SOURCE EXTRACT Block Start

Abstract
Objective
To investigate the frequency of levodopa-induced dyskinesia in dementia with Lewy bodies (DLBs) and Parkinson disease with dementia (PDD) and compare these frequencies with patients with incident Parkinson disease (PD) through a population-based cohort study.
Methods
We identified all patients with DLB, PDD, and PD without dementia in a 1991–2010 population-based parkinsonism-incident cohort, in Olmsted County, Minnesota. We abstracted information about levodopa-induced dyskinesia. We compared patients with DLB and PDD with dyskinesia with patients with PD from the same cohort.
Results
Levodopa use and dyskinesia data were available for 141/143 (98.6%) patients with a diagnosis of either DLB or PDD; 87 (61.7%), treated with levodopa. Dyskinesia was documented in 12.6% (8 DLB and 3 PDD) of levodopa-treated patients. Among these patients, median parkinsonism diagnosis age was 74 years (range: 64–80 years); 63.6%, male. The median interval from levodopa initiation to dyskinesia onset was 2 years (range: 3 months–4 years); the median daily levodopa dosage was 600 mg (range: 50–1,600 mg). Dyskinesia severity led to levodopa adjustments in 5 patients, and all improved. Patients with dyskinesia were diagnosed with parkinsonism at a significantly younger age compared with patients without dyskinesia (p < 0.001). Levodopa dosage was unrelated to increased risk of dyskinesias among DLB and PDD. In contrast, 30.1% of levodopa-treated patients with PD developed dyskinesia. In age-, sex-, and levodopa dosage–adjusted models, Patients with DLB and PDD each had lower odds of developing dyskinesia than patients with PD (odds ratio = 0.42, 95% CI 0.21–0.88; p = 0.02).

SOURCE EXTRACT Block End

**TASK OBJECTIVE**
According to the abstract, what percentage of levodopa-treated patients with PD developed dyskinesia?

DATASET EXCERPTS Block Start

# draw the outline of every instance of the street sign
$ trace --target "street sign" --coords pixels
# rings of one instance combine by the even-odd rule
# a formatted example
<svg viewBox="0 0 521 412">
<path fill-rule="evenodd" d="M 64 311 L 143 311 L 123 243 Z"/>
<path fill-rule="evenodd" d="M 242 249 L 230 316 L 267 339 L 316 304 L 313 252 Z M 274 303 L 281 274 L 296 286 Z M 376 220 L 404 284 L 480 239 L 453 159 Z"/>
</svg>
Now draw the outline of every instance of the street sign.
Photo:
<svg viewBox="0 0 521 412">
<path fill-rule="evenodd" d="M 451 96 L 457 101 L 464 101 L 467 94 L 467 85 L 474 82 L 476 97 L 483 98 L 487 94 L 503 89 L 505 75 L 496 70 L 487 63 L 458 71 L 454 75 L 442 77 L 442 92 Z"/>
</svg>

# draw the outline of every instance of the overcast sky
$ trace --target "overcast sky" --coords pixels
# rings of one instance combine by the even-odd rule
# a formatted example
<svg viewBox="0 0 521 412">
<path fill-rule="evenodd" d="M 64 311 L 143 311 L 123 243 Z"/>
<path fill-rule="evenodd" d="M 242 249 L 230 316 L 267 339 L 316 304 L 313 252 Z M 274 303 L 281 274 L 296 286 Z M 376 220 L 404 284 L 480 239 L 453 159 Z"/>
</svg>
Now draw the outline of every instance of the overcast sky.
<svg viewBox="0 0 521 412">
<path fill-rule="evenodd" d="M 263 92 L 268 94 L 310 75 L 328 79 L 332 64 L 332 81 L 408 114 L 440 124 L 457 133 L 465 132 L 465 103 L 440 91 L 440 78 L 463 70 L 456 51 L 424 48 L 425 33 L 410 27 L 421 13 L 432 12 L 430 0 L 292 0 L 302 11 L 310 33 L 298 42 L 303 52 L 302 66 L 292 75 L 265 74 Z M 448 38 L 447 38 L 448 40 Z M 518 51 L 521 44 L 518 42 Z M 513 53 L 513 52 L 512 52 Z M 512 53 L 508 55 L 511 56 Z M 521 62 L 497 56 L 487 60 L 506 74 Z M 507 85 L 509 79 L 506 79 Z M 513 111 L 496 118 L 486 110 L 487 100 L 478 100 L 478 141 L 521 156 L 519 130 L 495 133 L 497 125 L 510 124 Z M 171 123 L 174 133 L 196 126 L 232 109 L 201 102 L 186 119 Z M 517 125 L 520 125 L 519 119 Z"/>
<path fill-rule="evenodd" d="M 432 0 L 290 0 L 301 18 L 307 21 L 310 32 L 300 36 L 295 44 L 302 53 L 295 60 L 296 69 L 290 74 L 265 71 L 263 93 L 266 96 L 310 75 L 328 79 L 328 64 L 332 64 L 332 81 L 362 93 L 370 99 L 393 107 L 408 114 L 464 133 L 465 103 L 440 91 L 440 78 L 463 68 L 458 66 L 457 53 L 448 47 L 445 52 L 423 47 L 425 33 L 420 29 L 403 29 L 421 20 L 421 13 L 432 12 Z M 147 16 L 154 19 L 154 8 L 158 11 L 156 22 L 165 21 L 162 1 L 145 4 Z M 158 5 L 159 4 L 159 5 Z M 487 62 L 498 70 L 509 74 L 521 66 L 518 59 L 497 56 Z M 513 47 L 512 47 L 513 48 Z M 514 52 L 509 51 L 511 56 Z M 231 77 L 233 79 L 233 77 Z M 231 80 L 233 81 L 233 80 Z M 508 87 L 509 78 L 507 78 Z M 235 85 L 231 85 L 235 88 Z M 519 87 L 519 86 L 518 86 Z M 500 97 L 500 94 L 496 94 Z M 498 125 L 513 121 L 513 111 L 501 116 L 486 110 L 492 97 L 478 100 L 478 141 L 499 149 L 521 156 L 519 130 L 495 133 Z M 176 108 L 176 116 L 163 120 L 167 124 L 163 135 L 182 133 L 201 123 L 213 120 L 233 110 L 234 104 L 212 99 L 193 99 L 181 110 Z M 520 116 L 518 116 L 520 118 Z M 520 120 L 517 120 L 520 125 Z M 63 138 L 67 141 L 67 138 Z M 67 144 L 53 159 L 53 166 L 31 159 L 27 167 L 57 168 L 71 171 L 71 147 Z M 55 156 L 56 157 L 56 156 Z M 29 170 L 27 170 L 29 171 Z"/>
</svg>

DATASET EXCERPTS Block End

**ANSWER BOX**
30.1%